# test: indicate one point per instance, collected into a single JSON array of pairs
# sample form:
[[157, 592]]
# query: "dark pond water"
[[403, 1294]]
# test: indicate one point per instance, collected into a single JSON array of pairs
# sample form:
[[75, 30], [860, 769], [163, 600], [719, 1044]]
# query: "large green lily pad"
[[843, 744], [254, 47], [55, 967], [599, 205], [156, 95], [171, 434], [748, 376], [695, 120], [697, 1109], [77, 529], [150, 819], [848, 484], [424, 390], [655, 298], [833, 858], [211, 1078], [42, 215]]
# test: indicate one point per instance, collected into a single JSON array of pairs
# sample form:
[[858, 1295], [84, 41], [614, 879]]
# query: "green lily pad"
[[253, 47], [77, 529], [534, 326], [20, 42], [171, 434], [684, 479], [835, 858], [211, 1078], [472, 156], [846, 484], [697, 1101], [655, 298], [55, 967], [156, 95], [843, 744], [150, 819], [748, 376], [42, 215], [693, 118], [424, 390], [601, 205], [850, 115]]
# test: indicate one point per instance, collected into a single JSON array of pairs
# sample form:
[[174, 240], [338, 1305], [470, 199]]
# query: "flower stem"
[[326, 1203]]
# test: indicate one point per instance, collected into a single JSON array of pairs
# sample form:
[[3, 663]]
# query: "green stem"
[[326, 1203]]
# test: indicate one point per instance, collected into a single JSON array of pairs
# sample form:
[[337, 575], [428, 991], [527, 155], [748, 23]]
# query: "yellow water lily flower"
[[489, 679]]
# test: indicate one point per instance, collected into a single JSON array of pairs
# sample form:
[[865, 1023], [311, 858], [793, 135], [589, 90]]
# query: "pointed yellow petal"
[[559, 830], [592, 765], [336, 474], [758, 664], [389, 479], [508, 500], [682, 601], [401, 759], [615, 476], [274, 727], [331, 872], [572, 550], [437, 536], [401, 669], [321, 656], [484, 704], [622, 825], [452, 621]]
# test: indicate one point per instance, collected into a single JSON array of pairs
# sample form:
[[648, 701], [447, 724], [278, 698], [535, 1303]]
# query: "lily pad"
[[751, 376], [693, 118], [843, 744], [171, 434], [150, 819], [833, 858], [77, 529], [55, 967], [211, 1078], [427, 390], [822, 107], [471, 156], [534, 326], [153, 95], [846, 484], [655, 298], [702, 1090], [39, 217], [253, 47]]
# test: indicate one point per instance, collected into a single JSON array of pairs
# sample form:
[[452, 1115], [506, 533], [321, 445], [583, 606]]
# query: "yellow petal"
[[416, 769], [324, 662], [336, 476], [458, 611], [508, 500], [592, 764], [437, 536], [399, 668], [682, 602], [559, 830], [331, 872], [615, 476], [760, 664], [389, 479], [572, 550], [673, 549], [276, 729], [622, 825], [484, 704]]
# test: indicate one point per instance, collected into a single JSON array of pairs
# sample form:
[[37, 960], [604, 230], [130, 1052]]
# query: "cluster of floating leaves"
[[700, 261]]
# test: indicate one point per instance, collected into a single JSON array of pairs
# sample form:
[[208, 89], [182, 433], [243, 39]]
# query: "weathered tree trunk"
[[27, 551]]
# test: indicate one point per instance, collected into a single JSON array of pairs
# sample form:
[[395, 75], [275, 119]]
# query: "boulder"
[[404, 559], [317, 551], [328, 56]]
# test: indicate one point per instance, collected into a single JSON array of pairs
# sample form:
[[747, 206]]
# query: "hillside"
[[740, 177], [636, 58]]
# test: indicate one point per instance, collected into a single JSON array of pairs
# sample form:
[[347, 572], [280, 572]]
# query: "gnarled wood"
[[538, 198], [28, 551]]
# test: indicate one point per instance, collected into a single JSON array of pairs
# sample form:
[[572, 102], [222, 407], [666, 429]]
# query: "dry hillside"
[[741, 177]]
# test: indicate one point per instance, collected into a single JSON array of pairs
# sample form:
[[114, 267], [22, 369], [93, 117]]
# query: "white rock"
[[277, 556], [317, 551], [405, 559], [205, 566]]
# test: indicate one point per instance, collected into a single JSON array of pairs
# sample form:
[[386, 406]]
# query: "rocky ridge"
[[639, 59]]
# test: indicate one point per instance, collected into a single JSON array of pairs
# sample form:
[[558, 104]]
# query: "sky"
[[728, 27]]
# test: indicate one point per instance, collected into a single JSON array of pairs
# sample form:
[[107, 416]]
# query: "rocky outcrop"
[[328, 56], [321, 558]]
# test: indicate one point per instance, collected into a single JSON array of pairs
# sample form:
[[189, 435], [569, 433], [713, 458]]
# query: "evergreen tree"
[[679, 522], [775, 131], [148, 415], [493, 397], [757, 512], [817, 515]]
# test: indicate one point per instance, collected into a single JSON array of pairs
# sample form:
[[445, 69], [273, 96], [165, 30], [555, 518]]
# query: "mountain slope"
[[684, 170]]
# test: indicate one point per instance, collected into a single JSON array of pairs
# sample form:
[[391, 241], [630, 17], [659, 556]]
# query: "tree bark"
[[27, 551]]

::::::::::

» **SET EXERCISE**
Retype all of the data above line for line, with no changes at all.

» **THE COMPLETED TASK**
# test: indicate one point per instance, collected into a single JSON array of pairs
# sample form:
[[157, 592]]
# query: "dark pond water"
[[403, 1294]]
# test: indicate one point per instance, collected into a single JSON array of pairs
# sample form:
[[75, 30], [860, 769], [163, 600], [719, 1044]]
# query: "large green lily pad"
[[843, 744], [254, 47], [55, 967], [599, 205], [156, 95], [171, 434], [748, 376], [695, 120], [697, 1109], [77, 529], [150, 819], [848, 484], [424, 390], [655, 298], [833, 858], [211, 1078], [42, 215]]
# test: indicate one point per instance, collected into a single JSON array of pairs
# sample form:
[[858, 1295], [84, 41], [614, 879]]
# query: "green lily pad"
[[253, 47], [77, 529], [534, 326], [20, 42], [171, 434], [684, 479], [835, 858], [211, 1078], [472, 156], [846, 484], [697, 1101], [655, 298], [55, 967], [156, 95], [843, 744], [150, 819], [748, 376], [42, 215], [693, 118], [424, 390], [601, 205], [850, 115]]
# test: indicate one point per instance, collected into a single JSON array of pairs
# sample form:
[[174, 240], [338, 1305], [470, 199]]
# query: "flower stem"
[[326, 1203]]
# test: indicate one point per instance, collected into a single JSON array of pairs
# sample form:
[[3, 663]]
# query: "green stem"
[[326, 1203]]
# test: indicate one point per instance, collected into a single JSON array of pairs
# sample form:
[[337, 575], [428, 991], [527, 155], [748, 23]]
# query: "yellow water lily flower"
[[489, 679]]
# test: indicate one point per instance, collected into a single JSON array of pairs
# sample form:
[[865, 1023], [311, 858], [793, 135], [589, 90]]
# query: "pointed yellow petal"
[[559, 830], [592, 765], [336, 474], [758, 664], [389, 479], [508, 500], [682, 601], [401, 759], [615, 476], [274, 727], [331, 872], [572, 550], [437, 536], [401, 669], [321, 656], [484, 704], [622, 825], [452, 621]]
# test: indicate one point per instance, collected into a single JSON array of pairs
# sample form:
[[648, 701], [447, 724], [278, 698], [535, 1303]]
# query: "lily pad"
[[751, 376], [693, 118], [843, 744], [171, 434], [150, 819], [833, 858], [77, 529], [55, 967], [211, 1078], [427, 390], [822, 107], [471, 156], [534, 326], [153, 95], [846, 484], [655, 298], [702, 1090], [39, 217], [253, 47]]
# test: indicate one point per instance, collected into a single JSON array of pairs
# sample form:
[[452, 1115], [506, 533], [321, 445], [583, 606]]
# query: "yellow petal"
[[416, 769], [324, 662], [336, 476], [458, 611], [508, 500], [592, 764], [437, 536], [399, 668], [682, 602], [559, 830], [331, 872], [615, 476], [760, 664], [389, 479], [572, 550], [673, 549], [276, 729], [622, 825], [484, 704]]
# test: indicate one point per instance, collected into a single JSON array of pairs
# sample form:
[[37, 960], [604, 230], [130, 1052]]
# query: "cluster of floating leaves"
[[700, 261]]
# test: indicate one point per instance, collected into a single JSON array of pairs
# sample form:
[[208, 89], [182, 433], [243, 39]]
# query: "weathered tree trunk"
[[27, 551]]
# test: indicate one point per instance, collected into a single JSON array of pairs
# sample form:
[[395, 75], [275, 119]]
# query: "boulder"
[[404, 559], [317, 551], [328, 56]]
# test: indicate one point per instance, collected into a single JSON array of pairs
# sample form:
[[747, 206]]
# query: "hillside"
[[740, 177], [636, 58]]
# test: indicate one point per instance, collected into a single JSON array of pairs
# sample form:
[[347, 572], [280, 572]]
# query: "gnarled wood"
[[538, 198], [28, 551]]
# test: indicate one point per instance, collected into a single JSON array of pairs
# sample form:
[[572, 102], [222, 407], [666, 429]]
# query: "dry hillside"
[[741, 177]]
# test: indicate one point per instance, collected into a single JSON array of pairs
# sample form:
[[114, 267], [22, 369], [93, 117]]
# query: "white rock"
[[277, 556], [317, 551], [405, 559], [205, 566]]
# test: indicate one point per instance, collected into a single JSON array of pairs
# sample form:
[[386, 406]]
# query: "rocky ridge"
[[639, 59]]
# test: indicate one point per instance, collected into a single JSON array of pairs
# sample form:
[[558, 104]]
# query: "sky"
[[728, 27]]
# test: indicate one point per instance, collected into a single JSON array of pairs
# sample form:
[[107, 416]]
# query: "rocky outcrop"
[[328, 56], [321, 558]]
# test: indicate one point per instance, collected into a single JSON array of pairs
# sample form:
[[189, 435], [569, 433], [713, 458]]
# query: "evergreen tree"
[[679, 522], [775, 131], [148, 415], [493, 397], [757, 512], [817, 515]]
# test: indicate one point per instance, collected into a single JSON array of pairs
# sample form:
[[445, 69], [273, 96], [165, 30], [555, 518]]
# query: "mountain slope"
[[684, 170]]
# test: indicate one point per instance, collected into a single JSON array of pairs
# sample form:
[[391, 241], [630, 17], [659, 556]]
# query: "tree bark"
[[27, 551]]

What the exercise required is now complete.